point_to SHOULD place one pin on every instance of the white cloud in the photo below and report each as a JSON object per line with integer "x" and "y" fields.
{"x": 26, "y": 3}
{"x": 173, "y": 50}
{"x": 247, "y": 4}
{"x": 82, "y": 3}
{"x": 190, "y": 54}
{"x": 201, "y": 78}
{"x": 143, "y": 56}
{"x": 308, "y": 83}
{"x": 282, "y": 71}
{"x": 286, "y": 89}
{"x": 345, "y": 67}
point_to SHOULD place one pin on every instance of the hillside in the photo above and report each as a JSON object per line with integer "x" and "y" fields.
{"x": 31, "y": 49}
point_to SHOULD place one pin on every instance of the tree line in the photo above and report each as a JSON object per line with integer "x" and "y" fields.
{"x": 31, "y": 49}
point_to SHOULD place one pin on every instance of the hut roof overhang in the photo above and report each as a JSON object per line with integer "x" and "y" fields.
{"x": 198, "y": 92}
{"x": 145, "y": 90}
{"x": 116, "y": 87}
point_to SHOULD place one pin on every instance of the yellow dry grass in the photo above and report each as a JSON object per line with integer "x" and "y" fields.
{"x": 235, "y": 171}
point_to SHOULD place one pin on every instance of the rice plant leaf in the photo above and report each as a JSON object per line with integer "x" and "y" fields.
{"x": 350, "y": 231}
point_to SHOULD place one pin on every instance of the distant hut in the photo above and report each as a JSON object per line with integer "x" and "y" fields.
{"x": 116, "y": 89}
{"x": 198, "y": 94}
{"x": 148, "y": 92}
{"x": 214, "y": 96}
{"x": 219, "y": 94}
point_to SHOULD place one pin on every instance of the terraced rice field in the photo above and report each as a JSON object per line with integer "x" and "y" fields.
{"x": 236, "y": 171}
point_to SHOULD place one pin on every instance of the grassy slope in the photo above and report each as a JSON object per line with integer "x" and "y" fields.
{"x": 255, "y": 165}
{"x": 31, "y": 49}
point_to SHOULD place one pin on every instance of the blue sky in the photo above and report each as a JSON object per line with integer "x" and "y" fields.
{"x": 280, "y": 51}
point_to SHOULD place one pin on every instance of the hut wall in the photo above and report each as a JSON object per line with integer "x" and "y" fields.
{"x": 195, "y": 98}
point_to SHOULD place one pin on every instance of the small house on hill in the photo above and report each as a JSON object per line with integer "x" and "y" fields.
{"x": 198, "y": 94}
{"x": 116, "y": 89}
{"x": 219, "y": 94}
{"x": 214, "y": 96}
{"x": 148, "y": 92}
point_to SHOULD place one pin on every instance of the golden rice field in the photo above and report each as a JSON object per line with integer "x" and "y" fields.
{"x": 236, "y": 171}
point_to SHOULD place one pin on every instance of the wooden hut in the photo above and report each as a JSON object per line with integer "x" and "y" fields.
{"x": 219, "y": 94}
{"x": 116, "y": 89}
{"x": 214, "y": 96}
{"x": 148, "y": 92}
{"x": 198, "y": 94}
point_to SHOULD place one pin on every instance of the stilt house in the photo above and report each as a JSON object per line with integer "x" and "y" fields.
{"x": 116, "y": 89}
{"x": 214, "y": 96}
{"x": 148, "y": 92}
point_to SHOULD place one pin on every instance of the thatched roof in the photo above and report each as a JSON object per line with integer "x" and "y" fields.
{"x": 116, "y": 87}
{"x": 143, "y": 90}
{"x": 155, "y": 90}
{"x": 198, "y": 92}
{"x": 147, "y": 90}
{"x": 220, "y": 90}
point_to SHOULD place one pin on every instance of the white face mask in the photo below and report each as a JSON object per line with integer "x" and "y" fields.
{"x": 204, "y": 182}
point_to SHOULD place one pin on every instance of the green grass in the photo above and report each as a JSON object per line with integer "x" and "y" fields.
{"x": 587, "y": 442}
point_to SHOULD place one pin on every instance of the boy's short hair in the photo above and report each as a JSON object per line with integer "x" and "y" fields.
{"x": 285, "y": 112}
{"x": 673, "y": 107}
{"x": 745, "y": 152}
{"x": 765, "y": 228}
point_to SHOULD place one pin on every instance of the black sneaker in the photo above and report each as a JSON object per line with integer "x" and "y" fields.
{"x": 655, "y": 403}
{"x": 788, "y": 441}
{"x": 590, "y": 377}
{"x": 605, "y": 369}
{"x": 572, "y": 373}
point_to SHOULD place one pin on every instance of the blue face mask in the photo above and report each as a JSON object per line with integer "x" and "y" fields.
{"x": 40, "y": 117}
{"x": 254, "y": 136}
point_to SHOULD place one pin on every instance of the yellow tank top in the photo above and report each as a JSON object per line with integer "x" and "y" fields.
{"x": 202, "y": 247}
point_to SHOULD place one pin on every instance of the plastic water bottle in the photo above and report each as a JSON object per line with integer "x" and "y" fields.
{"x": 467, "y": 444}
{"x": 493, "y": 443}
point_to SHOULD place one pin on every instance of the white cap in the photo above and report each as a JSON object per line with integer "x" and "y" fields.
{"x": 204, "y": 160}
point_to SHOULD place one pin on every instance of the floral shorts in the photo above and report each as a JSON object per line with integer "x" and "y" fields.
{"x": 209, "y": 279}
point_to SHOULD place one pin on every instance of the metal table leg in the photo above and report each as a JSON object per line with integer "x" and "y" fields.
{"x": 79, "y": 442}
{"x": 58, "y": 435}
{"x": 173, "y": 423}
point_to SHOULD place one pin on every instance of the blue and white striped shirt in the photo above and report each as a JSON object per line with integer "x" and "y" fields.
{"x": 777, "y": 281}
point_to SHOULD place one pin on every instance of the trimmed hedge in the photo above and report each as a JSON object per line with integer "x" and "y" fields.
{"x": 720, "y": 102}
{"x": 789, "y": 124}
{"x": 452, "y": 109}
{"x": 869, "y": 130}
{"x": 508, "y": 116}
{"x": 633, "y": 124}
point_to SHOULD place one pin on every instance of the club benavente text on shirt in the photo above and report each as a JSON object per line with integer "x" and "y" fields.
= = = =
EXERCISE REQUIREMENTS: Please return, unchanged, every line of the entries above from the line holding "point_to SHOULD place one pin on every instance of the metal" through the last line of the entries, both included.

ANSWER TO THIS PROBLEM:
point_to SHOULD place one pin on every instance of the metal table leg in the photo above and report each as a JSON object per line with integer "x" and "y" fields.
{"x": 79, "y": 442}
{"x": 58, "y": 435}
{"x": 173, "y": 423}
point_to SHOULD place one pin on every instance of the blue and white striped shirt in the photo above and report each as a JSON object per line with integer "x" and "y" fields.
{"x": 777, "y": 281}
point_to SHOULD place one pin on every instance of the trimmed hedge in the photo above and report each as a JSON object per line with integer "x" and "y" fields.
{"x": 720, "y": 102}
{"x": 789, "y": 124}
{"x": 452, "y": 109}
{"x": 869, "y": 130}
{"x": 508, "y": 116}
{"x": 633, "y": 124}
point_to SHOULD place one pin on every instance of the club benavente text on shirt in the photo above and report each as a JSON object per line with integer "x" and "y" fields.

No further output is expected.